Named-object pointing listing
* START *

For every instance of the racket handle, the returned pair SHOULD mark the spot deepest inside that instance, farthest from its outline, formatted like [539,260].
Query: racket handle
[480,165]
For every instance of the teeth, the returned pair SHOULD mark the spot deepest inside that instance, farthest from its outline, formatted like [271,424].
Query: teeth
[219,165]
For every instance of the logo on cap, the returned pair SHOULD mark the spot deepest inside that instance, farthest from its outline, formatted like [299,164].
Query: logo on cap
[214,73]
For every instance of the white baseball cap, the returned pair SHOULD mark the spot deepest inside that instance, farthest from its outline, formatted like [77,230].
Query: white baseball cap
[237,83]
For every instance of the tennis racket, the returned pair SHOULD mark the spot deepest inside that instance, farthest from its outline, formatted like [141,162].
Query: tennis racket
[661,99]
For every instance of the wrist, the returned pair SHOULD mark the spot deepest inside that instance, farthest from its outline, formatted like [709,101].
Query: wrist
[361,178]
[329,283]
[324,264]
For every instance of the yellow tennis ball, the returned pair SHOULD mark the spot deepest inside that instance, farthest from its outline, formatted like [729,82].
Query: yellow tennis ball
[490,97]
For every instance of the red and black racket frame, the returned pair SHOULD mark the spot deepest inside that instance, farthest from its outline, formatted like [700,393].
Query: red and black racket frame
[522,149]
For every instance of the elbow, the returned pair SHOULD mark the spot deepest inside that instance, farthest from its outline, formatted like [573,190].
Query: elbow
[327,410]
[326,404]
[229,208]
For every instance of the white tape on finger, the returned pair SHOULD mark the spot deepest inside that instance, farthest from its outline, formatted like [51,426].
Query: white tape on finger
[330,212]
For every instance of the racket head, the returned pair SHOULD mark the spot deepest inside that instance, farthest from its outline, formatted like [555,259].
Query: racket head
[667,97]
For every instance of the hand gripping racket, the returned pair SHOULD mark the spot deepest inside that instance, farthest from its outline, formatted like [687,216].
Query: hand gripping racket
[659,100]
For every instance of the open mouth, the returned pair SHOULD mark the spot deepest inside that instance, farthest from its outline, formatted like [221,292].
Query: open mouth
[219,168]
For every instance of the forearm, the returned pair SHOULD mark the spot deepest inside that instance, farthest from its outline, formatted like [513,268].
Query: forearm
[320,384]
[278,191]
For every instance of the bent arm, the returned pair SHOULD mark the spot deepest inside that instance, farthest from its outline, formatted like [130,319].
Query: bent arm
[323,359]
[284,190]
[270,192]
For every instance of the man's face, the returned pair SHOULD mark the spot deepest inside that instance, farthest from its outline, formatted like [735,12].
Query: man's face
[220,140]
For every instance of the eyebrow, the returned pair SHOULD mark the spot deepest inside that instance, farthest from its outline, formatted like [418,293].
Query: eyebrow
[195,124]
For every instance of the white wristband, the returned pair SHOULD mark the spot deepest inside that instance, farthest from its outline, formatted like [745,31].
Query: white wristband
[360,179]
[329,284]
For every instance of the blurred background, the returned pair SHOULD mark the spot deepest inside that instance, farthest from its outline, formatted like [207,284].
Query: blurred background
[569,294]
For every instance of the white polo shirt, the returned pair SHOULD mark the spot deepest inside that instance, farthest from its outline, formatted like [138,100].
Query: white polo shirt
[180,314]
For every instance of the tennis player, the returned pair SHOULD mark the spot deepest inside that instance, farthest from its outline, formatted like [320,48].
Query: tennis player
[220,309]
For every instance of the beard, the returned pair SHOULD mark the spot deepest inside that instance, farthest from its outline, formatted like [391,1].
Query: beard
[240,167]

* END *
* START *

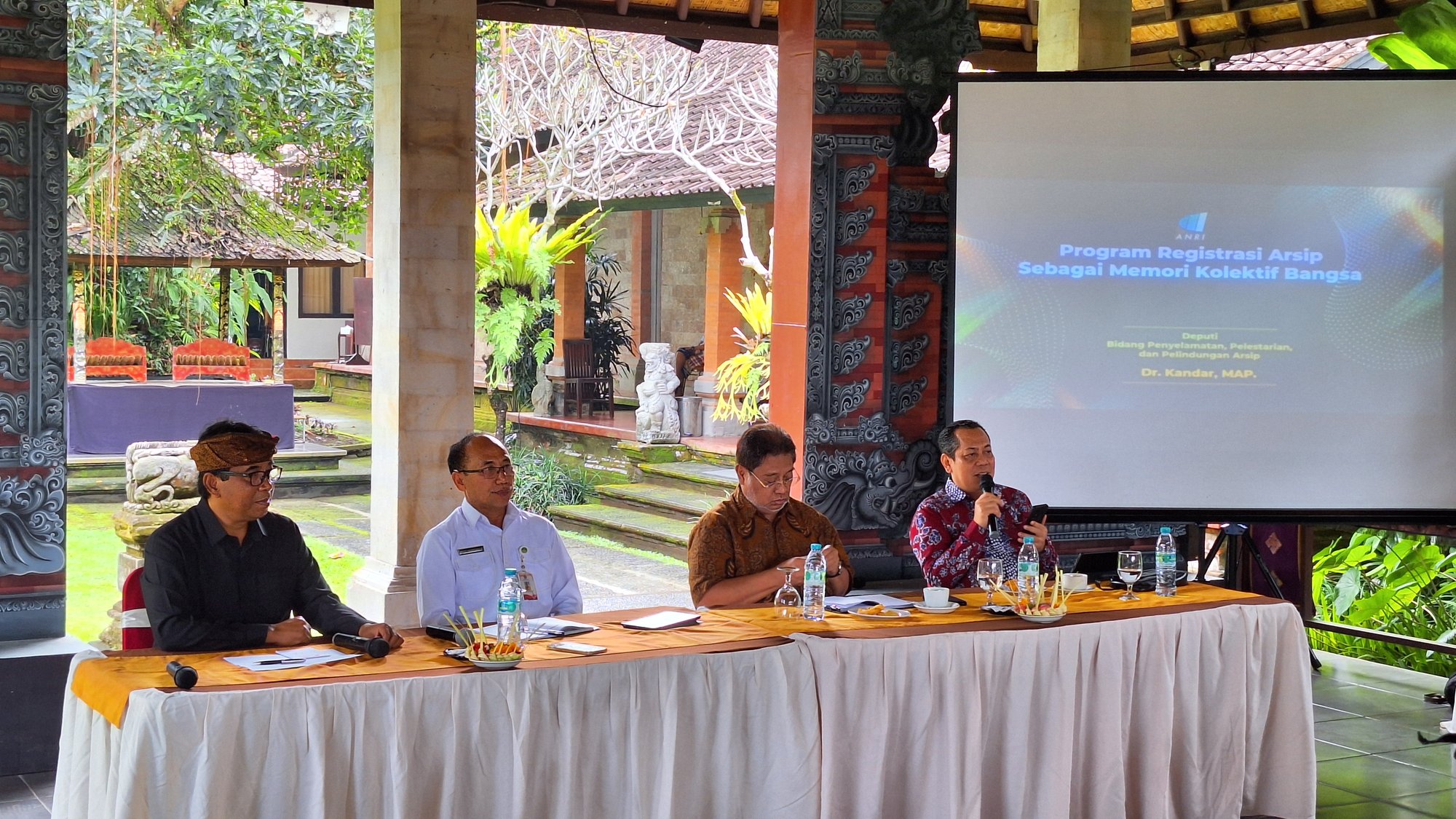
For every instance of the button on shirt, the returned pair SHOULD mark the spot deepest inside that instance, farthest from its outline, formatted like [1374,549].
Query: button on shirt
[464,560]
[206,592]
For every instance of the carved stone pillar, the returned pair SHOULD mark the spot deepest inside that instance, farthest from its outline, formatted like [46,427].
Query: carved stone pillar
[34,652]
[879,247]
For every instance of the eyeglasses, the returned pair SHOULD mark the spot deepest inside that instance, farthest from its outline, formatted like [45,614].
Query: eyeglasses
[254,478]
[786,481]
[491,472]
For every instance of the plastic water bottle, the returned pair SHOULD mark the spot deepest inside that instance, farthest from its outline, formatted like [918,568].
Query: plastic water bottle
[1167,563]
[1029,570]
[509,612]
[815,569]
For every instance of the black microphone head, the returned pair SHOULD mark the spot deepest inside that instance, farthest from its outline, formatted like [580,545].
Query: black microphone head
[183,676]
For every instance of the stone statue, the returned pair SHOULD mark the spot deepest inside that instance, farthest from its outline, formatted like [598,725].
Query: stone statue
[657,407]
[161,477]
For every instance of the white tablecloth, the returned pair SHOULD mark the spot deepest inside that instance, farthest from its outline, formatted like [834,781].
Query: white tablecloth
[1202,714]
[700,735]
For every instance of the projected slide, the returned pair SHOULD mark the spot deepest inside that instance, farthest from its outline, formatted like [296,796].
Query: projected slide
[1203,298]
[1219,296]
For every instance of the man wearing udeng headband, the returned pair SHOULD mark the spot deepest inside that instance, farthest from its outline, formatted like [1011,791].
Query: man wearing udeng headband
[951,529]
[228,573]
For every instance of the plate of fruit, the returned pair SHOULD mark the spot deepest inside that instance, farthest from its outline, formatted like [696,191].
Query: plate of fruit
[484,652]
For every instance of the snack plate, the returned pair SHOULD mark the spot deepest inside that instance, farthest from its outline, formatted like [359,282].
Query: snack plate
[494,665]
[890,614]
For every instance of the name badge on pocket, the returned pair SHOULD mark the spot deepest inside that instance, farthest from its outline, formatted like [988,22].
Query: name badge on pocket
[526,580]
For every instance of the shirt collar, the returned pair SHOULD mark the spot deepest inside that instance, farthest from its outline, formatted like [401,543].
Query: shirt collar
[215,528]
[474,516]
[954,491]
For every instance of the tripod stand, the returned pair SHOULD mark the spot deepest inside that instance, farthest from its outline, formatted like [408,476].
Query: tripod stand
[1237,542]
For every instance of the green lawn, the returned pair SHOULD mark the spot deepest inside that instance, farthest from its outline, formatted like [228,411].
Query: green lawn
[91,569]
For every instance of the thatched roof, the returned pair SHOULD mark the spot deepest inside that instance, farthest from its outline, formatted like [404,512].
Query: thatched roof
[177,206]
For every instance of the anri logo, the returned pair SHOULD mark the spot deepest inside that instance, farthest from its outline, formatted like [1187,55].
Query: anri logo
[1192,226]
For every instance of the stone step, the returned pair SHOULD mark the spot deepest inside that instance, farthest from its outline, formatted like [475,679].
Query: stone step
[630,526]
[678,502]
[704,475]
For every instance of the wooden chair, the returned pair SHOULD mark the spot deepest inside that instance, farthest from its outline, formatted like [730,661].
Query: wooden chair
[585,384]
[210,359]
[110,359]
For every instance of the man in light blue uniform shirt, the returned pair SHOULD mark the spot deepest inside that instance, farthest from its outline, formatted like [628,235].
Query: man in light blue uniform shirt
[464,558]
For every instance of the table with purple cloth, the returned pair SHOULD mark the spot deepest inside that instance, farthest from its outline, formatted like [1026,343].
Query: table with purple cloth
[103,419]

* END *
* START *

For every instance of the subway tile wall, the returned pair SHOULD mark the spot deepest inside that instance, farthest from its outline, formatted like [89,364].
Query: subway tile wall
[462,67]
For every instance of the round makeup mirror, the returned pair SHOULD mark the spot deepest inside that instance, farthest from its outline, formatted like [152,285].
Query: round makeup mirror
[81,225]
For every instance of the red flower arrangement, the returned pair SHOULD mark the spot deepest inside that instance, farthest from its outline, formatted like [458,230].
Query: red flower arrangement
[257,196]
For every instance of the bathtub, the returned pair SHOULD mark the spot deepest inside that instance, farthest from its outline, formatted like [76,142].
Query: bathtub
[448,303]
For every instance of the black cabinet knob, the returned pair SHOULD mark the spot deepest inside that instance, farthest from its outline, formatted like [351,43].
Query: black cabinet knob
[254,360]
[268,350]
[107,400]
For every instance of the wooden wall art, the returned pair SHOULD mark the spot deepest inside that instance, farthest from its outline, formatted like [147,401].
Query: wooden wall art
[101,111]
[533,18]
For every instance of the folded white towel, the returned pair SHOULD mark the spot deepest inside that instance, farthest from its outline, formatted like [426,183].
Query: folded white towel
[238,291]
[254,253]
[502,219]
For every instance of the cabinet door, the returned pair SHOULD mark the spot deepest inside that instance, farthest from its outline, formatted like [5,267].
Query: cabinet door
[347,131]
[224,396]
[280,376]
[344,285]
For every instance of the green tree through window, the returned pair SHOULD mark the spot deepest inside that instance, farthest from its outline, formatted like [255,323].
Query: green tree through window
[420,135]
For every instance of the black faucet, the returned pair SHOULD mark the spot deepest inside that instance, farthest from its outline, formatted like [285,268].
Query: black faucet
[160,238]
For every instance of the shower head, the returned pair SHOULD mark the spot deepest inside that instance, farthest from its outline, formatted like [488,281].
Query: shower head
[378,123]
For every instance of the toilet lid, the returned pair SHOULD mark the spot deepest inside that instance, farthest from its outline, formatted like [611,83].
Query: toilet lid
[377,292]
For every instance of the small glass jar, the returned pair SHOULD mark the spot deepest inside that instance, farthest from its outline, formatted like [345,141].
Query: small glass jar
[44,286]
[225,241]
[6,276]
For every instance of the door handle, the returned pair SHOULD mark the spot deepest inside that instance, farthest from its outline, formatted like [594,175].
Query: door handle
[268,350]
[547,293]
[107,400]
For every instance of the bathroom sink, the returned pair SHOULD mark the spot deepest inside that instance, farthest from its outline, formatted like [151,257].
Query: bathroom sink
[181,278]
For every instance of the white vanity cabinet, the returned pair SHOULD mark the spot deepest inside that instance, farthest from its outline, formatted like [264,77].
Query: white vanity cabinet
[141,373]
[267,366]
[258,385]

* END *

- **INSTRUCTION**
Count the lines in the listing above that contain the word "tape", and give only the number.

- **CORRECT OUTPUT**
2